Source document:
Just picture this situation: A senior ratings professional in a credit-rating company is asked to leave on grounds of non-performance, even though the real reason is that the person is not flexible with ratings. The decision is a human resources one, and hence no one can complain. The board says it is an internal issue with no room for debate. Hence a strong message is sent down the line for analysts to comply. Such a situation is not inconceivable, though rare, and points us to the broader issue of business management and ethical ratings.
The credit-rating business is unique because it has no skin in the game. For a bank, if money is not lent properly, an asset turning bad will haunt it later on. But an incorrect decision by a rating agency can’t be contested because it is only an ‘opinion’ and there is no recourse. Human error is always possible. Credit rating agencies (CRAs) talk of reputation risk. But then all agencies have some defaults to their names and the standard business practice is for some agencies to showcase to clients the failures of others, so all the beans are spilled.
Curiously, all large investors like mutual funds, insurers and pension funds are supposed to do their research before investing in debt instruments. It is unfortunate that they do not do so, and this was exposed during the recent non-banking financial company (NBFC) crisis, when they pointed fingers at CRAs. Even for private debt placement, which does not require a rating, ratings are often demanded by potential investors.
India has seven CRAs, of which three are big, two medium and two relatively small. The size of the cake is not growing and there is competitive pricing. One way to get ahead is to be flexible in ratings to build scale. The curious thing about the business is that in reality, AA (-) or AA or AA (+) ratings are actually almost the same, signalling a low probability of default. Hence, if the most reputed agency gives a AA (-) rating, another one can take a chance and give AA or AA+ knowing that a default possibility is remote. This is rational economics.
The advantage of a notched-up rating is that it keeps everyone happy. It is a win-win all around. Investors can invest in highly-rated paper as per their guidelines, banks save on capital, borrowers pay lower interest and the CRA gets its revenue. Often, companies move from one CRA to another when it comes to annual surveillance, a time when higher ratings are offered.

Prompt: Please pull out the part of the credit-rating piece above that opens with the words containing "India has seven" and closes with "is rational economics.", copied word for word.

Dataset records:

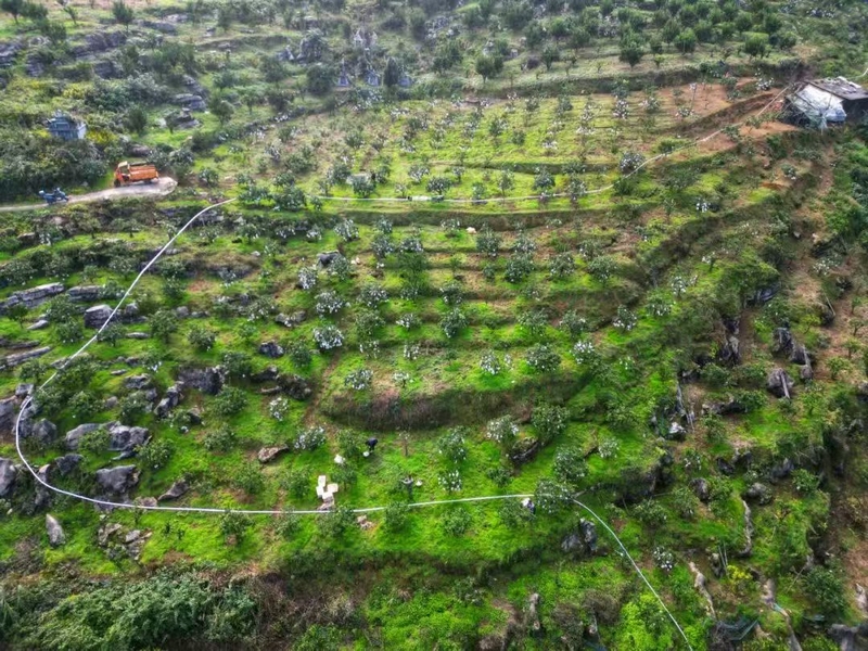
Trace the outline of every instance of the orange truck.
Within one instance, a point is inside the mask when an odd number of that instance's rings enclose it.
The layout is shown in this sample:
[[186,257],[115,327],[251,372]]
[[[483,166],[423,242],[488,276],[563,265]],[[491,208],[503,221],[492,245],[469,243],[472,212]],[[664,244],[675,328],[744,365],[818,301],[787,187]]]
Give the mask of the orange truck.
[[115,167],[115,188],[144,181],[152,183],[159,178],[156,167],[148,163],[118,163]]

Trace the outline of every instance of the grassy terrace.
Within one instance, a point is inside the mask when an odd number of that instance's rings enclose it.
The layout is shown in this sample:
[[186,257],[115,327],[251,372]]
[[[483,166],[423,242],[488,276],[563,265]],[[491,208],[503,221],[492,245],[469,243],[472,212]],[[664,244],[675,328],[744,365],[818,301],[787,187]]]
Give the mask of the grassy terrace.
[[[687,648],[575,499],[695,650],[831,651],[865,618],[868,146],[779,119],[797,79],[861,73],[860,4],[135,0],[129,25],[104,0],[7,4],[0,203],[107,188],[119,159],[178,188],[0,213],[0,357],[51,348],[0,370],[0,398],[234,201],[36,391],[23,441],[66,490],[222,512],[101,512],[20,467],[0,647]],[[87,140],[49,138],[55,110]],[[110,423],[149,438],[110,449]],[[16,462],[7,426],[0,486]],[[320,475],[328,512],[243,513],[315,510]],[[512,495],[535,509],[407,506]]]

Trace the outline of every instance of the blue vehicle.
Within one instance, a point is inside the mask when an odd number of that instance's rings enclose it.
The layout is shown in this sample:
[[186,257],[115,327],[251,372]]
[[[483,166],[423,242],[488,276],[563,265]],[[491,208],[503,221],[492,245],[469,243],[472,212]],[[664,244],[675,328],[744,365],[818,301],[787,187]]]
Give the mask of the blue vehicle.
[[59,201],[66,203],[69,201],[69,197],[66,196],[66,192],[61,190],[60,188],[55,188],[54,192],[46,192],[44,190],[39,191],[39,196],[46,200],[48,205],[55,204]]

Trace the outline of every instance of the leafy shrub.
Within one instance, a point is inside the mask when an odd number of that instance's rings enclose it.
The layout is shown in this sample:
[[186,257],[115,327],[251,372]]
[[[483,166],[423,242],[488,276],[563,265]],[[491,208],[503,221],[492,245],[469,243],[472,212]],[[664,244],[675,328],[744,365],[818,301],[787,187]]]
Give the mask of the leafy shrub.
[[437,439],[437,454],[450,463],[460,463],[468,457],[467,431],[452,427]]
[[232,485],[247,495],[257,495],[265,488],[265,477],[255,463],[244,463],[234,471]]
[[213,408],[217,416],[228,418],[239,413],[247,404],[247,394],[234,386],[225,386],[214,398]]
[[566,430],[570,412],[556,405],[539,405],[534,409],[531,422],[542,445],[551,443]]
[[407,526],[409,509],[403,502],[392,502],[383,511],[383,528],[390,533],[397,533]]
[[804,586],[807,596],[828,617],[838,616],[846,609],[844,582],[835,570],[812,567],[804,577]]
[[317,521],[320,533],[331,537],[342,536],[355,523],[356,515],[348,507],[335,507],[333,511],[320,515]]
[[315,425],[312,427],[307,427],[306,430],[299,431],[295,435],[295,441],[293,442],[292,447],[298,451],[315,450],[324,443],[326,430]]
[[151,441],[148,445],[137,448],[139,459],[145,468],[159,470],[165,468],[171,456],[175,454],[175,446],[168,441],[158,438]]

Response to this exercise:
India has seven CRAs, of which three are big, two medium and two relatively small. The size of the cake is not growing and there is competitive pricing. One way to get ahead is to be flexible in ratings to build scale. The curious thing about the business is that in reality, AA (-) or AA or AA (+) ratings are actually almost the same, signalling a low probability of default. Hence, if the most reputed agency gives a AA (-) rating, another one can take a chance and give AA or AA+ knowing that a default possibility is remote. This is rational economics.